__Given exercise__:
Go through the material and write it all out exactly, minus the pictures.

__Extracted data__:
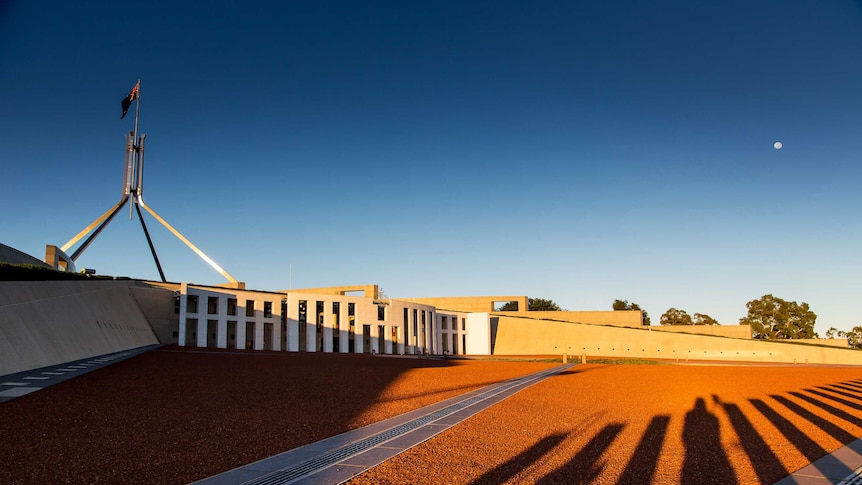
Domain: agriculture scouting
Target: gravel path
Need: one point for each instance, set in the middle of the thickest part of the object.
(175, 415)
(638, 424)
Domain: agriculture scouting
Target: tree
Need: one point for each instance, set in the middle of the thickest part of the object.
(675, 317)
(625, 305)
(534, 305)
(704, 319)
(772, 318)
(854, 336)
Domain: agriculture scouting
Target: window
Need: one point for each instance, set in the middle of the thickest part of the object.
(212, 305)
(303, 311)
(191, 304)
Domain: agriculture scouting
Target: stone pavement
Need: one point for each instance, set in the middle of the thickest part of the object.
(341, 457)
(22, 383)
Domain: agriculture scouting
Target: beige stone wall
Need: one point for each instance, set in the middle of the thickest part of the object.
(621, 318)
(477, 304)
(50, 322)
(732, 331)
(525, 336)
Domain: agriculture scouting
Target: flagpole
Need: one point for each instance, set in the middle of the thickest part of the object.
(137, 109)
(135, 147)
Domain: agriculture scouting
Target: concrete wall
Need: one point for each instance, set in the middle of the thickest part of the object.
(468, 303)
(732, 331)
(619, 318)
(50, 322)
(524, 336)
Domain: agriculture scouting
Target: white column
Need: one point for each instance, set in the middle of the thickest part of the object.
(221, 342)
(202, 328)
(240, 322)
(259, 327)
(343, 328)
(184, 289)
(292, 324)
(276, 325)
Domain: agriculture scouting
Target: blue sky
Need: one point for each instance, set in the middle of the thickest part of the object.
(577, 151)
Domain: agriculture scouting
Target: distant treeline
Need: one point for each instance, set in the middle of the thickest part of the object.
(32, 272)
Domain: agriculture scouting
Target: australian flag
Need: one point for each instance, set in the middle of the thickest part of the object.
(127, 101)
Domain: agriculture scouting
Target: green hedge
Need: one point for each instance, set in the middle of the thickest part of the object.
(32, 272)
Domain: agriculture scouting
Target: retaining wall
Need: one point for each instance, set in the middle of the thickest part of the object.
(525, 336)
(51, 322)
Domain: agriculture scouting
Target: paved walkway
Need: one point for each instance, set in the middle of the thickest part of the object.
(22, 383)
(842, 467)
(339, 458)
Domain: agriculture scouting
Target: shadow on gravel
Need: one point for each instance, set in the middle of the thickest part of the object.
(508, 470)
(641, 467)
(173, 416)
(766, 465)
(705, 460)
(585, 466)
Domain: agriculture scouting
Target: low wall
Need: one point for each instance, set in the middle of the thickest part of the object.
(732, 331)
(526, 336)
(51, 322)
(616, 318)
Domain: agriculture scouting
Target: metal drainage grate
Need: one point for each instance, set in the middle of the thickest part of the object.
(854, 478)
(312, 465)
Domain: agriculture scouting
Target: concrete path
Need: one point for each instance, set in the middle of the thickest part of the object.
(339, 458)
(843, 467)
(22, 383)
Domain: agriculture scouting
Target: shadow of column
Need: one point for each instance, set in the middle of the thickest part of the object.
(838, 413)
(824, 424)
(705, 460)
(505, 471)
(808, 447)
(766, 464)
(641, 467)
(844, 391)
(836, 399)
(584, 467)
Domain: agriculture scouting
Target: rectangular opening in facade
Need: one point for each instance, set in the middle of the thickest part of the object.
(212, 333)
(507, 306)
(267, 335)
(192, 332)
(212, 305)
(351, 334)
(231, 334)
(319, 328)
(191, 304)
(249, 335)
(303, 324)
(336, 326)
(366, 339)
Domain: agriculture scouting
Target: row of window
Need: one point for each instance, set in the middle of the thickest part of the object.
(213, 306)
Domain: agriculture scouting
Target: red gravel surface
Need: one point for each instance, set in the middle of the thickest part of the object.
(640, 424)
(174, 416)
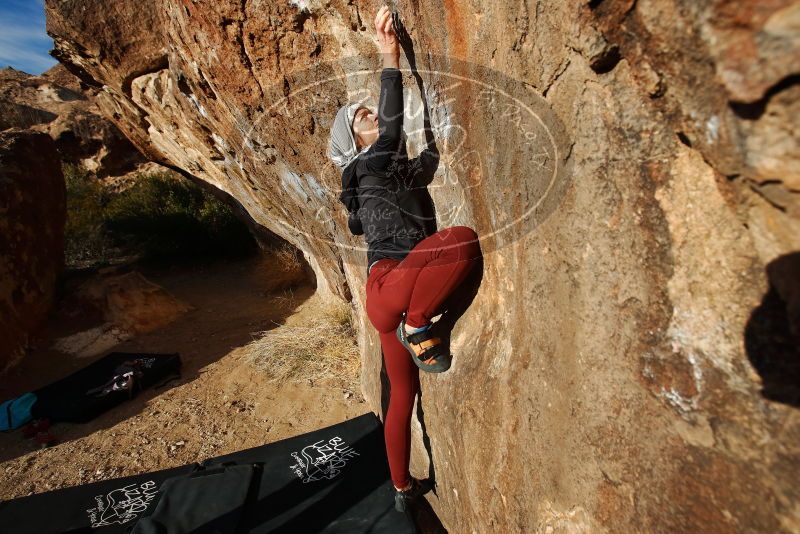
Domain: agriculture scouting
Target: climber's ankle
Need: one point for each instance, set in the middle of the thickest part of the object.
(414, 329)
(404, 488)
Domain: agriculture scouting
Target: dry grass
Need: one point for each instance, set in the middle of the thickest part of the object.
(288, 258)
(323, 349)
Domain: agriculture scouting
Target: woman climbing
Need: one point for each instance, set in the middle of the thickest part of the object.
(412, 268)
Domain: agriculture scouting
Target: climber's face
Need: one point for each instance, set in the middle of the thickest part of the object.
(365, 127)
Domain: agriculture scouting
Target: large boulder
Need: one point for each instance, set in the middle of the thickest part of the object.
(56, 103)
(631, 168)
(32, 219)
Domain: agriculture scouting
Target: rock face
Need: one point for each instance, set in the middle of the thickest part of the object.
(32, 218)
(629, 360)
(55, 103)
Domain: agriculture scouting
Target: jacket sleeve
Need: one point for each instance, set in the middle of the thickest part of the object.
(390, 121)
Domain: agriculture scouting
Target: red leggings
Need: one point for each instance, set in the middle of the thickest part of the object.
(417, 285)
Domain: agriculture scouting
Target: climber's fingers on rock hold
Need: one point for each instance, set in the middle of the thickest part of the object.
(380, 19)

__Result of this exercise__:
Domain: agriculture scouting
Target: gravel path
Need: one point for each instance, set in the middle of the thickest part of the object.
(175, 415)
(638, 424)
Domain: agriculture scouting
Target: tree
Need: one point for each instance, set in the middle of the thickest part of the object.
(675, 317)
(625, 305)
(534, 305)
(704, 319)
(772, 318)
(854, 336)
Domain: agriculture scouting
Target: window
Need: one point for each instance, set in the middle of the thickest part of the object.
(212, 305)
(303, 311)
(191, 304)
Domain: agriculture scouting
Target: stone pavement
Need: one point for each instance, set in the middle of the thickest part of the object.
(341, 457)
(22, 383)
Domain: agriculture scouting
Target: beige stone wall
Need: one point for each instance, set in the middle of the thickest part of the object.
(621, 318)
(477, 304)
(50, 322)
(732, 331)
(525, 336)
Domain: agriculture scouting
Target: flagpole
Need: one point for each instance, set in the middle of the thickest part of the object.
(137, 109)
(135, 147)
Domain: agriculture scouting
Target: concrete wall
Need: one point for each instance, set in the middle of the thickest part of the object.
(468, 303)
(732, 331)
(619, 318)
(50, 322)
(524, 336)
Domain: agriculture scouting
Target: white column
Need: one point for each instance, set in the middle of the thickest part of the object.
(221, 342)
(202, 328)
(240, 322)
(259, 327)
(343, 328)
(184, 289)
(292, 324)
(276, 325)
Domain: agriculture scouting
Target: blue sky
Need: one point for each instance, set in the middle of the thickest part of the object.
(577, 151)
Domain: agriculture scouting
Target: distant treeline
Need: one point for each instance, set in the middle of the thickest part of the object.
(32, 272)
Domain: agriculture scouting
Target: australian flag
Need: one point for each instance, set in the middle of the thickest part of the object.
(127, 101)
Domain: agriculture scouting
Target: green hedge
Need: one point for each instance, set in the middle of the thickest part of the object.
(32, 272)
Domain: agriculture scouting
Target: retaining wall
Need: one point for each instance, set in the middle of the thickest part of the object.
(525, 336)
(51, 322)
Domain: agriculture scouting
Target: paved walkway
Need: one point for each instance, set in the middle of the thickest part of the object.
(22, 383)
(842, 467)
(339, 458)
Domain: agriculture scouting
Target: shadow on gravel
Need: one point for each instance, set in the middle of the thickest part of the object.
(508, 470)
(641, 467)
(173, 416)
(766, 465)
(705, 460)
(585, 466)
Domain: agriculture scouting
Target: low wall
Need: one point for each instance, set in the middle of the thickest part of the object.
(732, 331)
(526, 336)
(51, 322)
(616, 318)
Domain: agriculture scouting
Target: metal drainage grate
Need: one point for each instance, set in the middle of the thickest part of the object.
(854, 478)
(312, 465)
Domain: agriculture scouting
Target: concrete path
Need: one point for each instance, set in the middle of the thickest part of the object.
(339, 458)
(843, 467)
(22, 383)
Domain: agriculture scouting
Target: shadow of column
Need: one point for each instance, set in the middle of the thickest part of the object.
(838, 413)
(824, 424)
(705, 460)
(505, 471)
(808, 447)
(766, 464)
(641, 467)
(844, 391)
(836, 399)
(584, 467)
Domain: agriculture scouting
Target: rectangular opening in facade
Need: one point for each instance, set in the middle of the thickest part of the object.
(212, 333)
(507, 306)
(267, 335)
(192, 332)
(212, 305)
(351, 334)
(231, 334)
(319, 328)
(191, 304)
(249, 335)
(303, 324)
(336, 326)
(366, 339)
Domain: agriculture scouting
Target: row of window
Need: one point for each instance, set in the middle of the thickest part of the object.
(213, 306)
Domain: agriculture scouting
Target: red gravel surface
Need: one point for each instance, set in the middle of the thickest part of the object.
(640, 424)
(174, 416)
Domain: agriculture scouting
Target: climber's ankle
Need: one point for each instance, set in the middle of the thickest part of the object.
(414, 329)
(404, 488)
Domain: agriculture scouting
Target: dry grass
Need: one point for each instance, set in the middle of the thickest part of the object.
(288, 258)
(323, 349)
Domain: agriculture scouting
Target: woman climbing
Need: one point for each instance, set in the middle of the thickest part of the object.
(412, 268)
Domain: agriculture scouting
Target: climber's face
Need: one point for each instance, set in the middle of the thickest part of the object.
(365, 127)
Domain: agriculture scouting
Target: large boulder
Need: one point for each instance, set in the middle of the thickest part of the object.
(56, 103)
(631, 168)
(32, 219)
Domain: agriculture scouting
Target: rock face
Need: one point for each instance, set in the middle of the thickest part of the object.
(32, 218)
(629, 360)
(55, 103)
Domain: agriculture scouting
Target: jacket sleeve
Need: one point for each instance, set in the middle of the thickest part of the object.
(390, 121)
Domain: agriculture scouting
Target: red leggings
Need: one point for each instance, set in the middle of the thickest part of the object.
(417, 285)
Domain: agriculture scouting
Target: climber's fingers on rock hold
Need: one point for each instance, set in the middle of the thickest part of the object.
(380, 19)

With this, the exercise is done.